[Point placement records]
════════════════

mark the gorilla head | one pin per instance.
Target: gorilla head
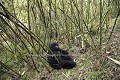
(65, 61)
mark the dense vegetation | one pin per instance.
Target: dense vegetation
(88, 29)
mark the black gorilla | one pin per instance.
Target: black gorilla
(59, 58)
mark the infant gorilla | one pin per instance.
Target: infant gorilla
(59, 58)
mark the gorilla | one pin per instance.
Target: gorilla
(59, 58)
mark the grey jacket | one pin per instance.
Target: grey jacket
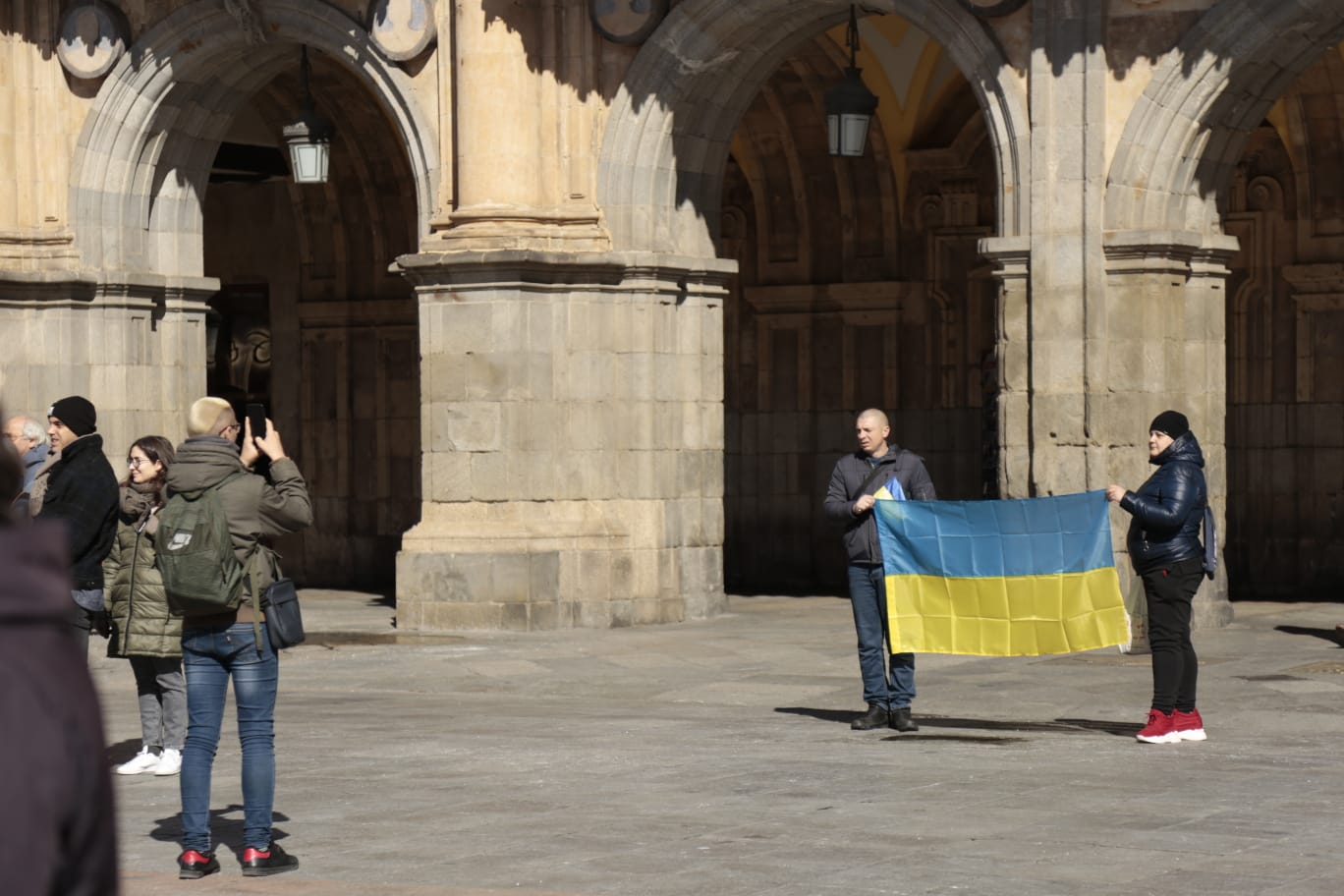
(861, 532)
(256, 508)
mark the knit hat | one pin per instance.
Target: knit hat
(1173, 423)
(77, 414)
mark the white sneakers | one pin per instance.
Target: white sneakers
(168, 763)
(141, 761)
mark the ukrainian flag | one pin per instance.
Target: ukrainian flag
(1001, 578)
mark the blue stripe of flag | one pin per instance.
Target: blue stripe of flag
(981, 538)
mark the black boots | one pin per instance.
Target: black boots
(875, 717)
(901, 720)
(880, 716)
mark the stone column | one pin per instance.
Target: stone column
(573, 441)
(510, 194)
(1161, 340)
(1069, 77)
(1012, 267)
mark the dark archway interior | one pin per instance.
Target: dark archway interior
(1285, 347)
(310, 322)
(861, 286)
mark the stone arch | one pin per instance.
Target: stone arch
(146, 146)
(663, 154)
(1182, 142)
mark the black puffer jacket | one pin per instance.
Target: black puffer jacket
(861, 532)
(81, 490)
(1168, 508)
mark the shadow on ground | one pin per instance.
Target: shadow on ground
(1333, 636)
(1058, 726)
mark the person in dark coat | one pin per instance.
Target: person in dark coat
(876, 469)
(1167, 554)
(79, 488)
(58, 830)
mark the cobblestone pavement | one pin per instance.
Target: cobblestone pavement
(715, 757)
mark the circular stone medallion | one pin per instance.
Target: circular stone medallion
(93, 37)
(402, 28)
(628, 22)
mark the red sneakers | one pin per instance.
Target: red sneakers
(193, 864)
(1160, 728)
(1188, 726)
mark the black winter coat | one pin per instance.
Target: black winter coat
(861, 532)
(1168, 508)
(83, 493)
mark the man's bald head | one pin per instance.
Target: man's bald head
(871, 428)
(875, 416)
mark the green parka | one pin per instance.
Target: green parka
(138, 607)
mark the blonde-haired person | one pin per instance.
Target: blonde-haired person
(142, 628)
(223, 647)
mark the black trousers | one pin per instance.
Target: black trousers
(1175, 665)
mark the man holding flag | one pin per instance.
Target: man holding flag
(890, 472)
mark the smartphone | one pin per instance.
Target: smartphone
(256, 414)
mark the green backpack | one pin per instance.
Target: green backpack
(196, 555)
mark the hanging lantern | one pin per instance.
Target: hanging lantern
(850, 105)
(308, 138)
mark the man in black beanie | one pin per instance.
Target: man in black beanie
(79, 488)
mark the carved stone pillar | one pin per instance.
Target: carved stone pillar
(572, 441)
(510, 194)
(1012, 267)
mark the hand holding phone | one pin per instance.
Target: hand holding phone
(256, 417)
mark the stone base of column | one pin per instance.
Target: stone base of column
(572, 461)
(514, 227)
(529, 566)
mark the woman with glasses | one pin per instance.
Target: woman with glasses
(142, 628)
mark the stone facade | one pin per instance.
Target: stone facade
(578, 325)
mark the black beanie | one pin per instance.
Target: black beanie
(77, 413)
(1173, 423)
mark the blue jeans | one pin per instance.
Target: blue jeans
(868, 599)
(212, 655)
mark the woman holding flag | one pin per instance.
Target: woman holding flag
(1167, 554)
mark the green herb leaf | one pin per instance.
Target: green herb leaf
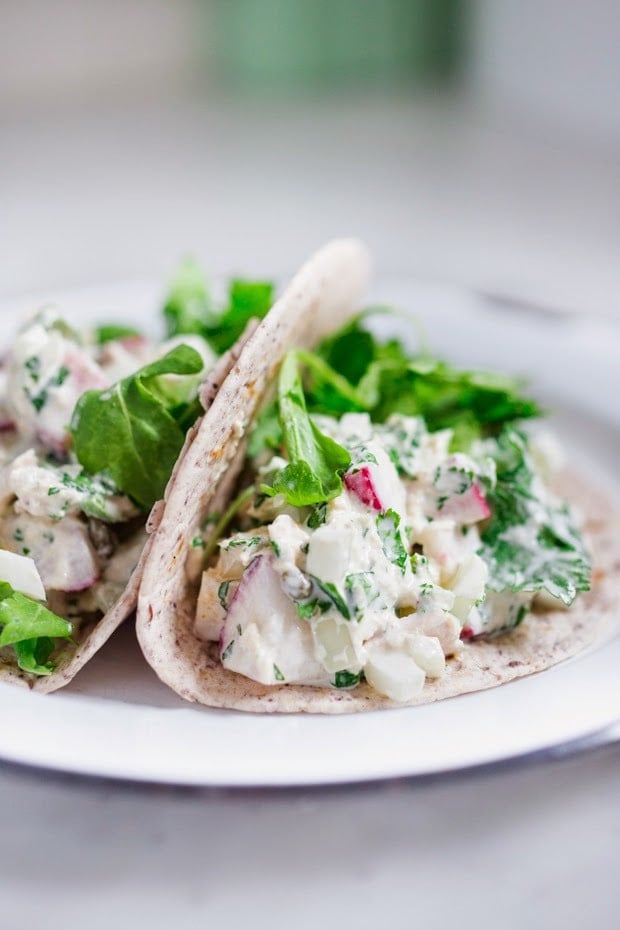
(552, 556)
(113, 331)
(316, 462)
(189, 307)
(246, 299)
(128, 431)
(388, 528)
(345, 679)
(31, 629)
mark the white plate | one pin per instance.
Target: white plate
(117, 720)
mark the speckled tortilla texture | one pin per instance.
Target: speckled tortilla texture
(205, 477)
(90, 637)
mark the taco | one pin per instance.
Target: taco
(381, 532)
(92, 424)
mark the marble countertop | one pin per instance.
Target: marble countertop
(439, 191)
(528, 845)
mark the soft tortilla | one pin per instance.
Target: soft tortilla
(205, 479)
(90, 637)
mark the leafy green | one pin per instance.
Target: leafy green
(550, 554)
(316, 462)
(113, 331)
(388, 528)
(129, 430)
(31, 629)
(361, 373)
(266, 432)
(246, 299)
(189, 307)
(346, 679)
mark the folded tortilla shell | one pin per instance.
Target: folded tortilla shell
(204, 481)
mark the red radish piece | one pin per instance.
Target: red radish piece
(263, 637)
(361, 484)
(469, 507)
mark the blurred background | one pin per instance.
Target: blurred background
(473, 141)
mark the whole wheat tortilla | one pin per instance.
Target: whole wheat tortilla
(89, 637)
(204, 481)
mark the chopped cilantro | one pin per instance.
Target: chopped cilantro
(222, 594)
(345, 679)
(388, 528)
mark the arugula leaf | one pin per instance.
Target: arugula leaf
(266, 432)
(31, 629)
(189, 307)
(550, 554)
(383, 379)
(388, 528)
(246, 299)
(112, 331)
(128, 431)
(316, 462)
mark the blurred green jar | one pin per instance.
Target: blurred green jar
(283, 45)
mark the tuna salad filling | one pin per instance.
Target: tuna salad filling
(91, 425)
(371, 547)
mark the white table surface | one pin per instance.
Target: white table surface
(438, 191)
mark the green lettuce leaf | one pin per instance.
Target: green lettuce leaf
(316, 462)
(31, 629)
(130, 432)
(189, 307)
(112, 331)
(381, 378)
(549, 555)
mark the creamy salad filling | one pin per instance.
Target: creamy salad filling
(388, 578)
(91, 424)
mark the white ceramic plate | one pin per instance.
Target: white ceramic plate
(117, 720)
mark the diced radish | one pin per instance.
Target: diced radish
(394, 673)
(468, 585)
(469, 507)
(263, 636)
(428, 654)
(335, 645)
(376, 483)
(360, 483)
(61, 550)
(436, 623)
(21, 573)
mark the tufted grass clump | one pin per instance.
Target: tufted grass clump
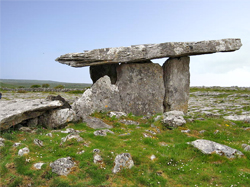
(162, 158)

════════════════

WHAT TO PRODUCE:
Reproduce every line of the records above word for word, and omit the pictures.

ANSWER FOR THE TASK:
mark the gorilla head | one pin per instance.
Target: gorilla head
(65, 61)
mark the dense vegetation | one pin per instance.
Target: dense vegetation
(88, 29)
mark the black gorilla | one pin per instance.
Target: black gorilla
(59, 58)
mark the infant gorilla | one pin per instance.
Target: infant gorilla
(59, 58)
mark the gorilla | one pin per instance.
Target: gorilla
(59, 58)
mark the grey jacket | one pin per instance.
Target: grey jacket
(861, 532)
(256, 508)
mark the knit hat | one pin per instance.
Target: knit hat
(1173, 423)
(77, 414)
mark the white sneakers | one pin per instance.
Target: white sneakers
(168, 763)
(141, 761)
mark the ukrainian flag | one pin per instance.
Target: ukrainian flag
(1001, 578)
mark the blue stripe of flag | one pin per instance.
Target: blue stripe of flag
(981, 538)
mark the black boots | one pin per instance.
Target: black boots
(875, 717)
(901, 720)
(880, 716)
mark the stone column | one pin per instance.
Target: stone column
(573, 441)
(510, 194)
(1161, 340)
(1069, 77)
(1012, 267)
mark the dark archway interior | one pin per instance.
Target: dark archway interior
(1285, 347)
(310, 322)
(861, 286)
mark the stone arch | one pin per instance.
Target: stone arch
(146, 146)
(663, 154)
(1182, 142)
mark the black puffer jacket | one pin per instance.
Target: black puffer jacket
(861, 532)
(81, 490)
(1168, 508)
mark the shadow on ground | one pin per instance.
Target: shadow on ground
(1333, 636)
(1058, 726)
mark the person in dark coat | one pin per instance.
Target: person in dark coat
(876, 469)
(1167, 554)
(79, 488)
(58, 830)
mark the cobblestone pavement | one pin per instance.
Target: cobblestone pavement
(715, 757)
mark the circular stone medallion | one pin per instance.
Target: circular stone medallion
(93, 37)
(402, 28)
(628, 22)
mark the red sneakers | one pin per instance.
Target: red sneakers
(193, 864)
(1160, 728)
(1188, 726)
mark the black winter coat | one pin per instance.
Target: black winter coat
(861, 532)
(1168, 508)
(83, 493)
mark the man's bald head | one pin per instance.
Target: man's bald head
(871, 428)
(875, 416)
mark the green parka | one pin per instance.
Target: green parka
(138, 607)
mark the blonde-haired person | one pin per instance.
Target: blonde-haired person
(142, 628)
(223, 647)
mark the black trousers | one pin per instance.
Target: black trousers
(1175, 665)
mark the man holding flag | one pin per instance.
Target: man holding flag
(890, 472)
mark the smartphone | one pin per instance.
Target: smartphone
(256, 414)
mark the green backpack | one pin per instance.
Target: green backpack
(196, 555)
mark the hanging lantern | one pin per instance.
Target: hanging lantern
(850, 105)
(308, 138)
mark the man in black beanie | one pin per instance.
Target: man in black beanie
(79, 488)
mark the carved stone pillar | one pin per instance.
Target: carved stone pillar
(572, 441)
(510, 194)
(1012, 267)
mark the hand holding phone | one pin per instance.
Target: hand holding phone
(256, 417)
mark the stone base of column | one pin per instance.
Target: stone base of column
(572, 461)
(514, 227)
(529, 566)
mark the woman with glasses | one pin per instance.
Target: woman with glasses
(142, 628)
mark the stone facade | one pin per instance.
Target: stone facade
(578, 325)
mark the black beanie | one pin per instance.
Target: black beanie
(77, 413)
(1173, 423)
mark the blue jeans | one pin per instance.
Target: blue jeans
(868, 599)
(212, 655)
mark the woman holding flag | one pin per instance.
Target: woman holding flag
(1167, 554)
mark the green herb leaf | one pin per instance.
Target: green herb leaf
(552, 556)
(113, 331)
(316, 462)
(189, 307)
(246, 299)
(128, 431)
(388, 528)
(345, 679)
(31, 629)
mark the white plate | one pin per instance.
Target: white plate
(117, 720)
mark the speckled tortilla texture | one pin per instance.
Target: speckled tortilla texture
(205, 477)
(90, 637)
mark the taco | one pin per instance.
Target: taco
(381, 532)
(92, 424)
mark the marble countertop | one pin per instance.
Target: marble countertop
(439, 191)
(528, 845)
mark the soft tortilla | one pin per instance.
Target: soft tortilla
(205, 479)
(90, 637)
mark the leafy green | one pin per instance.
Target: leafy green
(550, 554)
(316, 462)
(113, 331)
(388, 528)
(129, 430)
(31, 629)
(361, 373)
(266, 432)
(246, 299)
(189, 307)
(346, 679)
mark the folded tortilla shell | one pin per instance.
Target: folded tortilla shell
(204, 481)
mark the red radish piece | one pin per instance.
Target: red radish piece
(263, 637)
(361, 484)
(469, 507)
mark the blurred background | one pin per instance.
Target: blurred background
(473, 141)
mark the whole wheat tortilla | one pin per instance.
Target: whole wheat tortilla
(89, 637)
(204, 481)
mark the chopped cilantro | one pin per instance.
Target: chopped cilantro
(222, 594)
(345, 679)
(388, 528)
mark the arugula leaf | one pin per instance.
Target: arugula leaf
(266, 432)
(31, 629)
(189, 307)
(550, 554)
(383, 379)
(388, 528)
(246, 299)
(112, 331)
(128, 431)
(316, 462)
mark the blurred green jar | one pin per instance.
Target: blurred green jar
(283, 45)
mark the tuna salad filling | one pin per instance.
Target: tuna salad filling
(91, 425)
(371, 547)
mark the white table surface | one pin per instance.
Target: white table surface
(438, 191)
mark the green lettuce leaf | one pin per instance.
Target: green lettuce leaf
(316, 462)
(31, 629)
(130, 432)
(189, 307)
(112, 331)
(381, 378)
(549, 555)
mark the creamy salad filling | one pin per instance.
Target: creamy salad filling
(388, 578)
(91, 424)
mark the white ceramic plate | one pin per instance.
Target: white ceramic plate
(117, 720)
mark the diced radish | one pin per instance.
Target: diced radish
(394, 673)
(468, 585)
(469, 507)
(263, 636)
(428, 654)
(335, 645)
(376, 483)
(360, 483)
(61, 550)
(436, 623)
(21, 573)
mark the tufted grass clump | one pin per instance.
Target: tufted grass clump
(162, 158)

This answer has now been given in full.